Activity: Your answer should repeat every record verbatim.

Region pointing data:
--------------------

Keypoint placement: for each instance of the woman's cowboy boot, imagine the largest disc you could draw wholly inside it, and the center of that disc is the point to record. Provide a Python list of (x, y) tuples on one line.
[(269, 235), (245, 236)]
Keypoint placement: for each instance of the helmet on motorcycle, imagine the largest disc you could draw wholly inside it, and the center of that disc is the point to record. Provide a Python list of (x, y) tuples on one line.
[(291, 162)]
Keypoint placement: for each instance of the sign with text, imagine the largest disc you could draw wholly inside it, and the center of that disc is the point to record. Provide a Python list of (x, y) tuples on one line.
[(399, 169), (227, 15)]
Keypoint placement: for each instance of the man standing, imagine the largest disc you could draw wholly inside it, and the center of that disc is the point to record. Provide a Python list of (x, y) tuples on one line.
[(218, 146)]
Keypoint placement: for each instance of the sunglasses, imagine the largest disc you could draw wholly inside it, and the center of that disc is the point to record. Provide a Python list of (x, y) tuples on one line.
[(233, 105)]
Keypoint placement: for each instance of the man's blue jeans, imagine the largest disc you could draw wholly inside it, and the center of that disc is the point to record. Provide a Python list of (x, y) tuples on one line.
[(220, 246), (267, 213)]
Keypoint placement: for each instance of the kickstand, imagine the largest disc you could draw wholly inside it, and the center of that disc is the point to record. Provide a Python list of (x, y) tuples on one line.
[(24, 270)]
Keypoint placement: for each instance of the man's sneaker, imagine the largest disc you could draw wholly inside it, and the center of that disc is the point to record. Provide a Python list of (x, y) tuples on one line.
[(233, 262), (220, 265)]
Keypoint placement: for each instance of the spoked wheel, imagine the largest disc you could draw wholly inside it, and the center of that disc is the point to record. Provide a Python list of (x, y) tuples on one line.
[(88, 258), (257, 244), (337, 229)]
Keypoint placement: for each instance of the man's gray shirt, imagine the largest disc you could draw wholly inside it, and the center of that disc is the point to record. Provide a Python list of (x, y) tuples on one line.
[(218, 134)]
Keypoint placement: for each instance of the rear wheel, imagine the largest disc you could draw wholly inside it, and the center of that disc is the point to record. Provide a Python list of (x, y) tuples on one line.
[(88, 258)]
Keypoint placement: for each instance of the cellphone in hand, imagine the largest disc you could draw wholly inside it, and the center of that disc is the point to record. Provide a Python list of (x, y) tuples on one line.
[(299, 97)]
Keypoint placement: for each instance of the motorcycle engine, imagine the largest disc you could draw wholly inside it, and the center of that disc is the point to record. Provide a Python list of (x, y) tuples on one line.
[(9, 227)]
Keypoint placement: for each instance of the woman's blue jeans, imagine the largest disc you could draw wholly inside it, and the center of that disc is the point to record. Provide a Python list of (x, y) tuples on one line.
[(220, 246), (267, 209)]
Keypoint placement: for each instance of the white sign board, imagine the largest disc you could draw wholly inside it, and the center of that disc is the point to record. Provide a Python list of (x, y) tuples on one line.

--------------------

Written answer:
Keypoint placement: for each instance of the woman's cowboy boot, imagine the largest disc you could draw wholly inside it, and the center of that disc is the point to record. Provide a Python list of (x, y) tuples on one line.
[(269, 235), (245, 236)]
Keypoint placement: for each instance of the helmet on motorcycle, imagine the largest disc you could draw wholly inside it, and the center of that disc is the point to record. Provide a Python list of (x, y) tuples on one line.
[(291, 162)]
Keypoint placement: for each instance of the sign with text, imagine the largest disc you could draw wholly inside it, and the center of that disc is the point to record. Provide a Python list of (x, y) tuples on one line.
[(399, 169), (227, 15)]
Keypoint placement: for each instance of the man standing, imagine the largest disc you could draw wholly inside it, and the center of that disc is the point to record. Provide a Python list of (x, y) tuples on one line.
[(218, 146)]
Keypoint placement: for each instance of the sunglasses, imagine the largest disc you could draw wholly inside it, and the center of that disc is the point to record. Provide a Python list of (x, y) tuples on one line.
[(233, 105)]
Keypoint placement: for each instance of the man's blue jeans, imagine the largest disc you could draw wholly inside it, and the center of that disc is the point to record. Provide a Python list of (x, y) tuples on one line.
[(220, 246), (267, 213)]
Keypoint placement: for each instance of the kickstand, imagine the largest disc you could draw wholly inside it, and the center of that disc is the point to record. Provide a Python list of (x, y) tuples on one line.
[(24, 270)]
Keypoint placement: for each instance of the man's sneaker, imagine the largest disc you could draw wholly inside it, and the center of that disc is the point to record. Provide a Python list of (x, y) tuples on one line.
[(233, 262), (220, 265)]
Keypoint placement: for each instance of the spoked wheel, imagine the largest disc you could draw wholly inside it, and the center of that disc is the point to record. Provide a Python list of (x, y) tuples on one line.
[(88, 258), (257, 244), (337, 229)]
Keypoint placement: for each instance of the man's gray shirt, imagine the largest disc you could draw wholly inside it, and the center of that disc is the point to record. Provide a Python list of (x, y) tuples on one line.
[(218, 134)]
Keypoint placement: for each instance of the rear wheel, imagine the largest disc you could draw wholly inside it, and the center of that disc is the point to record. Provide a Python list of (x, y) tuples on one line.
[(88, 258)]
Keypoint placement: for each instance of the cellphone in hand, imagine the largest disc you could draw wholly inside it, and the center of that disc is the point to record. Provide a Python list of (x, y) tuples on one line.
[(299, 97)]
Keypoint placement: for each instance of the motorcycle engine, imagine the largest disc you could draw wholly inside it, and the center of that disc is the point to record. Provide a Python list of (x, y) tuples on one line.
[(9, 227)]
Keypoint placement: for each instance of the woman's blue jeans, imagine the largest disc you could draw wholly inside it, and the center of that disc is the point to record. Provide a Python list of (x, y) tuples on one line.
[(220, 246), (267, 209)]
Keypoint placement: for each instance of the white sign board, imagine the largest disc you could draw wholly inside it, and the center of that disc is the point to record. Provide a Python list of (x, y) tuples on one line.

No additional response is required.